Input for this task:

::::::::

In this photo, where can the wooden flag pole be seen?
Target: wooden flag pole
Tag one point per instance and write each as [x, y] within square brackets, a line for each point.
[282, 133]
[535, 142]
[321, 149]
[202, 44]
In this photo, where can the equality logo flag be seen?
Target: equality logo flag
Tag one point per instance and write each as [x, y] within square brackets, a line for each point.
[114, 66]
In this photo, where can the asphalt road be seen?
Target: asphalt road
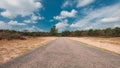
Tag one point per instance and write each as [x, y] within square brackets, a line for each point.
[65, 53]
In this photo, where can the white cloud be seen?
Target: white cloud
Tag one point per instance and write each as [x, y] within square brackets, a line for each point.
[81, 3]
[66, 14]
[32, 29]
[61, 26]
[99, 18]
[33, 19]
[78, 3]
[19, 7]
[14, 23]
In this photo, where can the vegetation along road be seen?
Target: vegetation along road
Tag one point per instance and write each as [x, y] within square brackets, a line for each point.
[65, 53]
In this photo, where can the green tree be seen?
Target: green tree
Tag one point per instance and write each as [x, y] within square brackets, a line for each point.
[53, 31]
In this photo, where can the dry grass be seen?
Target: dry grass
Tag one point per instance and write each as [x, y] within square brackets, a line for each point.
[111, 44]
[14, 48]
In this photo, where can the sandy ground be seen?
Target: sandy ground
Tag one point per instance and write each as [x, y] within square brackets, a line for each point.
[111, 44]
[14, 48]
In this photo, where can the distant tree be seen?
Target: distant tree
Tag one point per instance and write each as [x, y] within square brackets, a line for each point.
[53, 31]
[108, 32]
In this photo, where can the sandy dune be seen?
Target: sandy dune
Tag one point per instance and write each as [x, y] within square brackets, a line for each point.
[111, 44]
[14, 48]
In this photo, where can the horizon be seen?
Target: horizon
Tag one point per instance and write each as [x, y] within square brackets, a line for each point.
[66, 15]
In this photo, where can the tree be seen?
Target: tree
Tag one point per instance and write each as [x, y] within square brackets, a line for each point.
[53, 31]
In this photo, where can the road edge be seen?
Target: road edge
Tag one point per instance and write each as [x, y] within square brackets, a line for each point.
[102, 49]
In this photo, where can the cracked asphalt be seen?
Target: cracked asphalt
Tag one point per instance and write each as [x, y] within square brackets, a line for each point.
[65, 53]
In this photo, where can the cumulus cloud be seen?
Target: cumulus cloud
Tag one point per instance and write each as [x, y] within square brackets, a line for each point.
[61, 26]
[14, 23]
[81, 3]
[66, 14]
[78, 3]
[19, 7]
[33, 19]
[4, 25]
[100, 18]
[32, 29]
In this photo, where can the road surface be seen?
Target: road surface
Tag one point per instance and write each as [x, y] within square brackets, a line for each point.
[65, 53]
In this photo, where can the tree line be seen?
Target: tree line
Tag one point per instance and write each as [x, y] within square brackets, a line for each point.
[108, 32]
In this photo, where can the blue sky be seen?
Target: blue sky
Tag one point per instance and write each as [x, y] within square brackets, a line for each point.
[41, 15]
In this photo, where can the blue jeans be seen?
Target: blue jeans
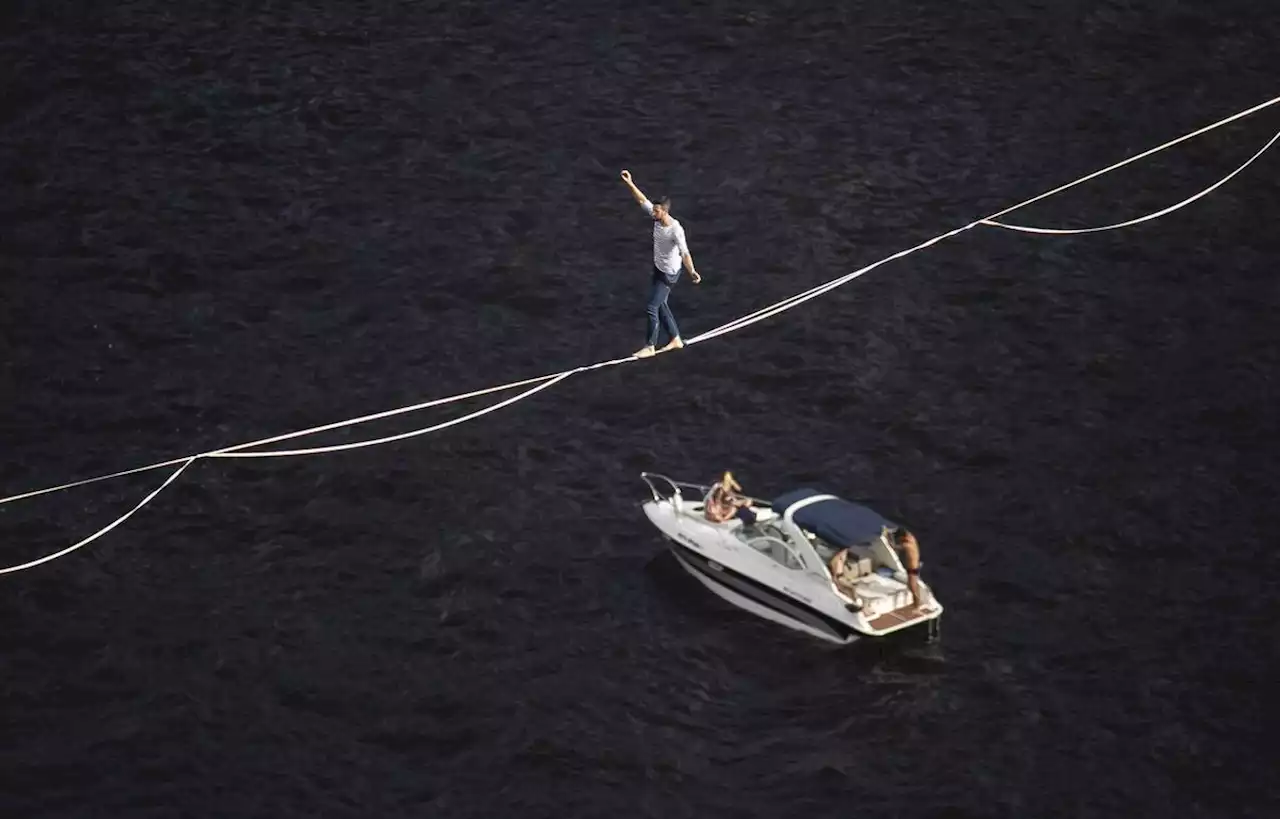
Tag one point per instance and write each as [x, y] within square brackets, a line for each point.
[658, 292]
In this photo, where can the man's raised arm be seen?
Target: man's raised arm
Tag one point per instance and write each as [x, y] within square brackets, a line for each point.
[640, 197]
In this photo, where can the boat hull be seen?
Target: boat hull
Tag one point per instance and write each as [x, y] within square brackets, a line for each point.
[760, 599]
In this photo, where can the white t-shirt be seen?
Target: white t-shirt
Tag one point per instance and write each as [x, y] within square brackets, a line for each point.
[668, 243]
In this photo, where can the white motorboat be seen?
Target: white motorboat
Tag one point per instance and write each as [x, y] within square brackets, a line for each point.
[778, 567]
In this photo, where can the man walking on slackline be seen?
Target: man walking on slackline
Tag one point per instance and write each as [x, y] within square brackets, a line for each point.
[670, 251]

::::::::

What is required:
Reproduce word for word the stretch of the material above from the line containing "In this photo, where can the man walking" through the end of the material.

Solution to this exercise:
In this photo, where can the man walking on slackline be seen?
Target: man walking on slackline
Tag one point per instance and write each as [x, y] within square brackets, a line for each point.
[670, 251]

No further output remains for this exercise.